Your job with the data below is to output exactly the lines from the one holding "Query: front door" down to the one holding "Query: wall-mounted lamp", both included, and no others.

SOURCE MATERIAL ::
==================================================
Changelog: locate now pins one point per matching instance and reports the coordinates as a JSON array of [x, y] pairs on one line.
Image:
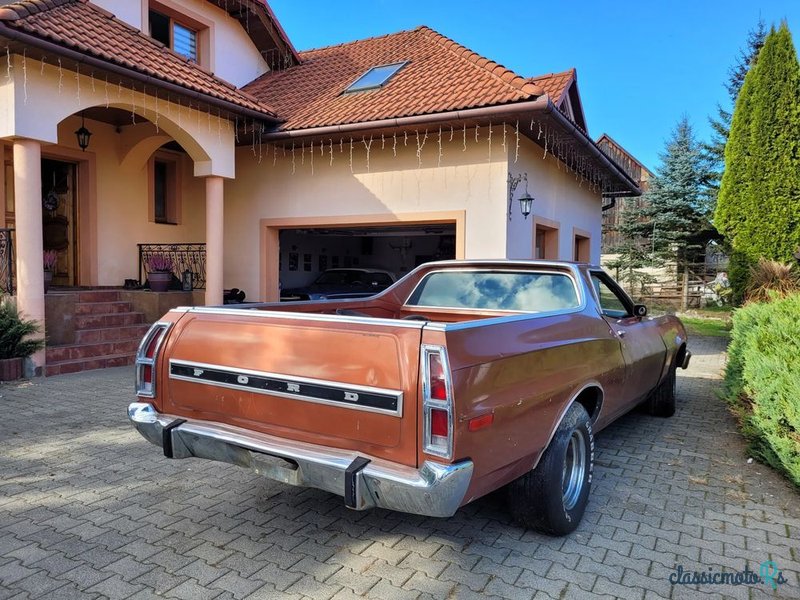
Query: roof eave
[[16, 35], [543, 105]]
==================================================
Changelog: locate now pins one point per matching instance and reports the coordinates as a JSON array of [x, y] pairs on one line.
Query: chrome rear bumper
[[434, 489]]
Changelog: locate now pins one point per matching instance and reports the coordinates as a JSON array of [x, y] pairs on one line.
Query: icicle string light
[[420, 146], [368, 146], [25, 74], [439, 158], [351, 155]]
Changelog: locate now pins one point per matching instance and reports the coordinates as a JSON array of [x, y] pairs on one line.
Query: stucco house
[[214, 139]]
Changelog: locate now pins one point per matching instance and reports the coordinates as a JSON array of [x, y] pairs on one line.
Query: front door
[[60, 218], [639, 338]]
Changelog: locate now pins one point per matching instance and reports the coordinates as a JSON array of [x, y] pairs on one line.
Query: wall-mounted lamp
==================================================
RESULT BELOW ::
Query: front door
[[60, 218], [639, 338]]
Changelog: locate now pins one point per matching instance and reports the coordinates as a JSON array of [x, y] pairs on one line.
Query: wall-mounted lamp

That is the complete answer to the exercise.